PROBLEM DETAILS:
Can you print the listing below word for word, omitting the pictures?

## start DATA LINES

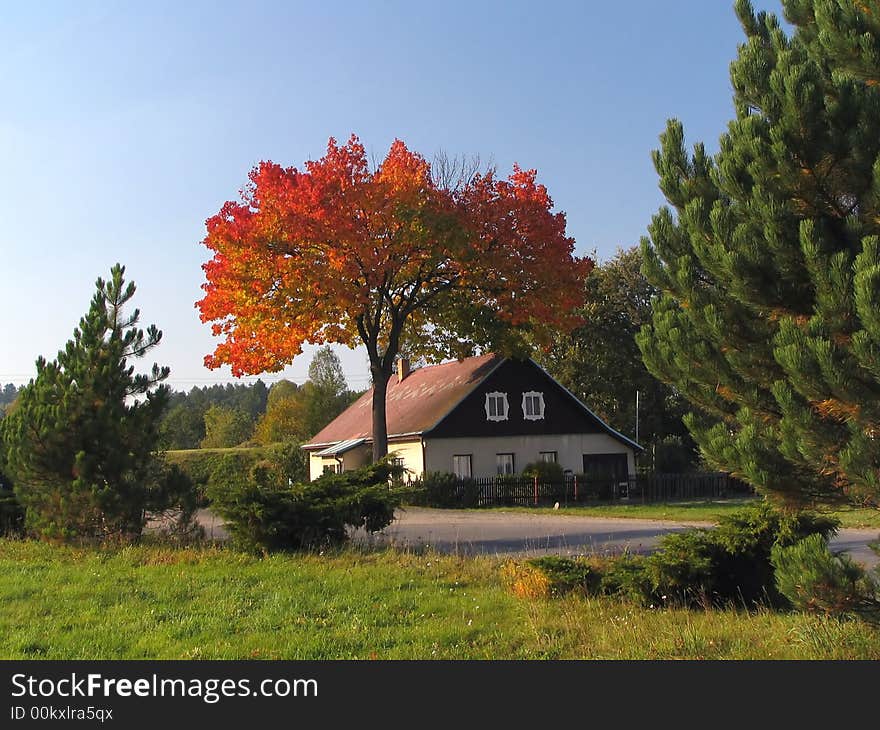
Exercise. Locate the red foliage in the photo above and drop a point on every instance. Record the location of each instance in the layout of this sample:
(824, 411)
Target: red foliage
(340, 253)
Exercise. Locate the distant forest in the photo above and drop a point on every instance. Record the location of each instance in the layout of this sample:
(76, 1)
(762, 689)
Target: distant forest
(233, 414)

## end DATA LINES

OUTPUT FOR THIS TASK:
Exercise. Locate the red foliage in the photo above and drop a point on every instance. Record the location of each instance in the layout of this sample:
(824, 411)
Target: red foliage
(340, 253)
Exercise. Locate the distant forest in the photo above and drop a point on every instance. Record the location of each instance in the layout of this sample:
(76, 1)
(762, 689)
Target: distant forest
(233, 414)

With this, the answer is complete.